## EXERCISE DIRECTIONS
Please pull out every line of the listing below that contains the string "sunflower", matching case exactly.

Point annotation records
☆ ☆ ☆ ☆ ☆ ☆ ☆

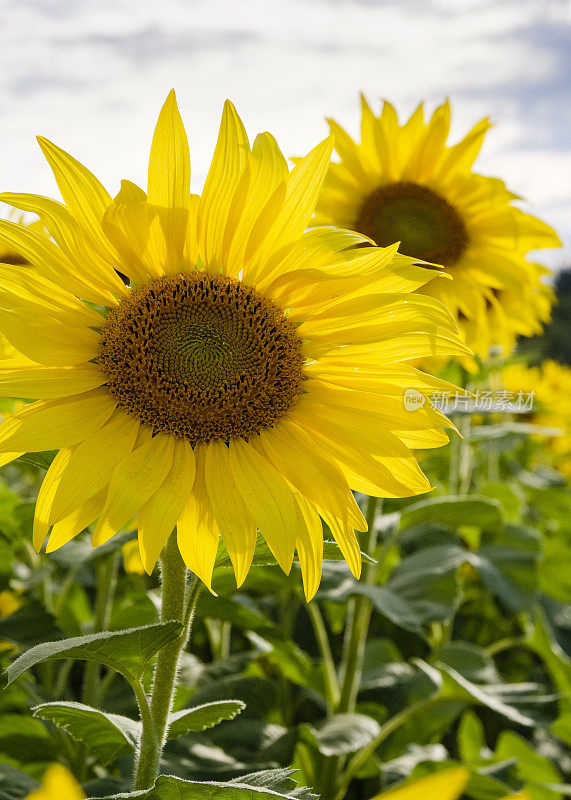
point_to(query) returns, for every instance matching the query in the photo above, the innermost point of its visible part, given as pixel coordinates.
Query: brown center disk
(201, 357)
(428, 227)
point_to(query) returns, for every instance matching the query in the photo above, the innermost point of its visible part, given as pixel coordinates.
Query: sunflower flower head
(549, 386)
(404, 183)
(245, 376)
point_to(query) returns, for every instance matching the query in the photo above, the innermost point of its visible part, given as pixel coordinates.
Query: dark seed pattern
(202, 357)
(425, 223)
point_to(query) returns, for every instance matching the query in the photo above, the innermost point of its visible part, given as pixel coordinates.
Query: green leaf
(263, 556)
(108, 736)
(456, 687)
(279, 780)
(29, 625)
(168, 787)
(533, 768)
(15, 785)
(202, 717)
(25, 739)
(342, 734)
(126, 651)
(507, 563)
(471, 737)
(480, 512)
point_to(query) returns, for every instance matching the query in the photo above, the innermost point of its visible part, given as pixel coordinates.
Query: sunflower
(549, 387)
(245, 379)
(403, 183)
(58, 784)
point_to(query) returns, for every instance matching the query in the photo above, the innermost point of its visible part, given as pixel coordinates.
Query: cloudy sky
(92, 74)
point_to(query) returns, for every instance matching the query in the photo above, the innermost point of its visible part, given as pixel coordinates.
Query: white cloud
(92, 74)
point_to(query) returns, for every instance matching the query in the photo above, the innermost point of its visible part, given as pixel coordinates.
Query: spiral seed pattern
(202, 357)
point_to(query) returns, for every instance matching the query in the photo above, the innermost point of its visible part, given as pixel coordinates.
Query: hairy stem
(387, 729)
(355, 639)
(331, 683)
(178, 603)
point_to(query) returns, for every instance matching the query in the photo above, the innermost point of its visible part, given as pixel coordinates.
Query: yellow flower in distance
(402, 182)
(243, 380)
(445, 785)
(549, 386)
(58, 784)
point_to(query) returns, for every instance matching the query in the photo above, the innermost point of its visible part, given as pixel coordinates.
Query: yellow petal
(445, 785)
(265, 171)
(46, 495)
(93, 462)
(309, 546)
(52, 424)
(290, 450)
(160, 514)
(44, 383)
(197, 532)
(94, 273)
(84, 196)
(76, 522)
(231, 155)
(237, 527)
(268, 498)
(52, 263)
(133, 482)
(168, 187)
(45, 338)
(58, 784)
(345, 537)
(286, 217)
(126, 225)
(26, 285)
(6, 458)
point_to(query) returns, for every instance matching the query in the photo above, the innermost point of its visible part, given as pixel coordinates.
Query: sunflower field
(284, 500)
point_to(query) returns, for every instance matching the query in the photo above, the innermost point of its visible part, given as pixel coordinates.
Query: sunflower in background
(549, 385)
(404, 183)
(243, 380)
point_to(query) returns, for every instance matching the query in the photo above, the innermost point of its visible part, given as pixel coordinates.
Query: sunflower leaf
(168, 787)
(481, 512)
(200, 718)
(125, 651)
(342, 734)
(108, 736)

☆ ☆ ☆ ☆ ☆ ☆ ☆

## RESPONSE BELOW
Query: sunflower flower head
Query: sunflower
Query: sunflower field
Query: sunflower in background
Query: sunflower leaf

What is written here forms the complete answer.